Seeing such a large and various crowd was very inspiring to me. I believe in the importance of keeping an eye on what happens outside of your usual field, because it enriches you as a person and thus as a professional too, and it can give you new perspectives, exposing you to new approaches. And it's always good to be aware of what's going on outside of your lab.
Beside, the organization of the conference as all was just great.
I was assigned to work with the Data Type Registries WG, and it was a really nice experience, especially because in this group, that has been very active, you could already see many ideas taking the shape of results.
Dr. Larry Lannom and Dr. Daan Broeder were the co-chairs of the meeting. Dr. Lannom made a presentation summing up the work done until now and what to do next. The audience was very active too, showing propositions and interest towards the subject, talking about the use cases and related efforts. We had a contribution from Dr. David Giarretta from Alliance for Permanent Access, presenting some slides about the work his company is doing.
*-*-*
▸ **WORK TO COMPLETE**
Please translate this sentence from the conference report into French: "Dr. Lannom made a presentation summing up the work done until now and what to do next." The records were drawn from a separate source.
*-*-*
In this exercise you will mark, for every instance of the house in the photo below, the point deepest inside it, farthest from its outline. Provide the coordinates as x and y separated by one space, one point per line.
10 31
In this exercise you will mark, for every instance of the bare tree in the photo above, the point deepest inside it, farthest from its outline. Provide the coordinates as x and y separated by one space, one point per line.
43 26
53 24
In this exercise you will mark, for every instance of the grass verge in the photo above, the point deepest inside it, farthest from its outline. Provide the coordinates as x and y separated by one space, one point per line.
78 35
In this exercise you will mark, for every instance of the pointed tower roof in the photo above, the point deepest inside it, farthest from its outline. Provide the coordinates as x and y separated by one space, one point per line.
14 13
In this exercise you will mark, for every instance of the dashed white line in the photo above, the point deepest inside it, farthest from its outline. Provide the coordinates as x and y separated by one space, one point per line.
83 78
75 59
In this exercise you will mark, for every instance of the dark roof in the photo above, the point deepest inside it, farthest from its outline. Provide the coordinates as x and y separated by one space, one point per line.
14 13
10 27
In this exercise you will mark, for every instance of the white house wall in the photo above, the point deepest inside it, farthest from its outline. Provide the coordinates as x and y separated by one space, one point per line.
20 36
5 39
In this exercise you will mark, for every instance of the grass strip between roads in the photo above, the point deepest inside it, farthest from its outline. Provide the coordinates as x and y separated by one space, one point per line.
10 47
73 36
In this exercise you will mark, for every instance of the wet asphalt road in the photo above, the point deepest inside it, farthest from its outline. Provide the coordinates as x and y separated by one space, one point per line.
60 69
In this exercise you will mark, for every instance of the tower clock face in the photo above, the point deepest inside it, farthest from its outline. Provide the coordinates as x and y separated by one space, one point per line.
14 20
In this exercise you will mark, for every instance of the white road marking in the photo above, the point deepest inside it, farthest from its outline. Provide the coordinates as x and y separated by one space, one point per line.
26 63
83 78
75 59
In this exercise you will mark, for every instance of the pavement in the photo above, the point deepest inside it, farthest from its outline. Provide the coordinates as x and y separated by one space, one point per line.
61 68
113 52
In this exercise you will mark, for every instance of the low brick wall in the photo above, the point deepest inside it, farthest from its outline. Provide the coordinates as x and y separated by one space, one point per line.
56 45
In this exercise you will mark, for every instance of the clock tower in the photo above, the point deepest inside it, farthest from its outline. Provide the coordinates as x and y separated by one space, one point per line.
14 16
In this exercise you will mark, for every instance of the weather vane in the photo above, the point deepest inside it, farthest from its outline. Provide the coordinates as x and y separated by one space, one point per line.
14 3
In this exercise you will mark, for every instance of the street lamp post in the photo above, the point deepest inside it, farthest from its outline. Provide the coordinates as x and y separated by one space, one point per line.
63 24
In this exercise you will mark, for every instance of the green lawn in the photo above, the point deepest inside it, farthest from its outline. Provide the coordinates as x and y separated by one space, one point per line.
*-*-*
▸ **RESULT**
Le Dr Lannom a fait une présentation résumant le travail accompli jusqu'à présent et ce qu'il restait à faire.